● STATED TASK A: Rewrite the Librem 5 discussion from "I've been following" to "the Librem 5.", putting "colleague" in place of "co-worker".

● READING TEXT:
*****

The details are available on the Purism[0] site. I really like that they are adding physical switches to control the microphone, camera, baseband, and bluetooth. And that they are giving a lot of thought to separating the baseband procecessor from the cpu. And that it will be an ip-based phone handset, which means I can use a regular linux os that respects my freedom. I'll have to learn more about PureOS!

With matrix's e2e encryption based on the OWS system, we may see the first reasonable take on a privacy conscious smartphone.

I was looking at the Dragonbox Pyra, but this seems even better. I'm pretty excited, I may actually upgrade from a dumbphone for the first time now if this comes out.

[0]https://puri.sm/shop/librem-5/


> I was looking at the Dragonbox Pyra, but this seems even better.

I've been following the Dragonbox Pyra for a while too -- I actually just sent a link to a co-worker this morning.

The Librem 5 does seem really awesome, but what I really like about the Pyra is the physical keyboard. If I could have the Librem 5-alike in a Blackberry KeyOne or Pyra-like form factor, I would be one happy camper.

In other words, I really want a device that could replace both my laptop and phone, in terms of productivity. It seems like the Dragonbox Pyra is more closely aligned to that ideal than the Librem 5.


Well the nice thing about that is that this project will bring a nice telephony stack to all of linux, so if they succeed you can do exactly that!


I was thinking the same thing. I tend to see several people always mention they prefer smaller screens. I wonder how receptive people would be to a thicker phone versus a larger screen? The thinking here being people want larger batteries in their phones. I was thinking about this, this weekend, when one of my aunts was visiting. She owns some lower-end android trac phone. It has a much smaller screen than my 6P, and I am not sure how easy it would be to switch back. I mean it would fit nicely in my hand, but I've also gotten used to the amount of information displayed on my larger screen.

P.S. Sorry if this post is a bit of a ramble I'm still waking up.

*****

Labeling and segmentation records
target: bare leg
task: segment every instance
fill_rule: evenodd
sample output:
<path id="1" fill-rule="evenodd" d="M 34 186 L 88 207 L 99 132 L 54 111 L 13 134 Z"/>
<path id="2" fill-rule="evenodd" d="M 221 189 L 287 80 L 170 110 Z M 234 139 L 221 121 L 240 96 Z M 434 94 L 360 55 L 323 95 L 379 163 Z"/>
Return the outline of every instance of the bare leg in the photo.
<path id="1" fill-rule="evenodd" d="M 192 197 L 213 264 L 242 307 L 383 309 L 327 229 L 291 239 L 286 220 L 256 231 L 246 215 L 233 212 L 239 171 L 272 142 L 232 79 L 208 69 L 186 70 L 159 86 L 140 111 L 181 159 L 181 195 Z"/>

*****

● STATED TASK B: Set down every line of the labeling and segmentation records above, unchanged.

● TASK ANSWER A:
I've been following the Dragonbox Pyra for a while too -- I actually just sent a link to a colleague this morning.

The Librem 5 does seem really awesome, but what I really like about the Pyra is the physical keyboard. If I could have the Librem 5-alike in a Blackberry KeyOne or Pyra-like form factor, I would be one happy camper.

In other words, I really want a device that could replace both my laptop and phone, in terms of productivity. It seems like the Dragonbox Pyra is more closely aligned to that ideal than the Librem 5.

● TASK ANSWER B:
target: bare leg
task: segment every instance
fill_rule: evenodd
sample output:
<path id="1" fill-rule="evenodd" d="M 34 186 L 88 207 L 99 132 L 54 111 L 13 134 Z"/>
<path id="2" fill-rule="evenodd" d="M 221 189 L 287 80 L 170 110 Z M 234 139 L 221 121 L 240 96 Z M 434 94 L 360 55 L 323 95 L 379 163 Z"/>
Return the outline of every instance of the bare leg in the photo.
<path id="1" fill-rule="evenodd" d="M 192 197 L 213 264 L 242 307 L 383 309 L 327 229 L 291 239 L 286 220 L 256 231 L 246 215 L 233 212 L 239 171 L 272 142 L 232 79 L 208 69 L 186 70 L 159 86 L 140 111 L 181 159 L 181 195 Z"/>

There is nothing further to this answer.